Northampton is not like Ottawa. For all that I love its small town charm—independent bookstores and coffee shops, a quaint, brick-bedazzled “downtown” that reaches maybe 10 blocks—there are moments, like this one, where I miss access to things like Chapters. It is because of this (and yes, perhaps a generational expectation of and preference for the instantaneous), that I scurried first over to the internet to employ all of the Google-searching skills I have developed throughout the course of this degree to try to find a PDF version. It turns out, however, that unless you read Greek, it is very difficult to find a copy of Euripides’ The Bacchae online.
(There was a very brief moment when I wondered if I could possibly get anything out of Google-translating the whole document. Sleep deprivation, people, is not to be taken lightly.)
Sunday morning led me on a hunt through the second hand bookstores of Northampton—surely, I thought, surely someone who had taken this course before me (“Western Classics in Translation, Homer to Dante”: my professor admitted to us the other day that the course curriculum had been designed before the second world war and really hasn’t changed much at all since then)—surely someone had cast off a copy of this play, surely it was lurking on the bottom shelf somewhere, hidden behind a stack of Grisham novels.
(I am entirely sure that there are indeed a million copies of Euripides’ The Bacchae hiding in this town, in the bottom of $1 bins, and that the universe was just punishing me for my own stupidity.)

## Problem statement
Reproduce the passage about hunting for The Bacchae from "(There was a" to "of Grisham novels." word for word. Rely only on the passage about hunting for The Bacchae.

## Stored data
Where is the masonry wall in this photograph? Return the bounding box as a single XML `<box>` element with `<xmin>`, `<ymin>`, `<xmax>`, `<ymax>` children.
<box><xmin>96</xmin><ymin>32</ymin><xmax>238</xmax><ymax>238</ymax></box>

## Answer to the task
(There was a very brief moment when I wondered if I could possibly get anything out of Google-translating the whole document. Sleep deprivation, people, is not to be taken lightly.)
Sunday morning led me on a hunt through the second hand bookstores of Northampton—surely, I thought, surely someone who had taken this course before me (“Western Classics in Translation, Homer to Dante”: my professor admitted to us the other day that the course curriculum had been designed before the second world war and really hasn’t changed much at all since then)—surely someone had cast off a copy of this play, surely it was lurking on the bottom shelf somewhere, hidden behind a stack of Grisham novels.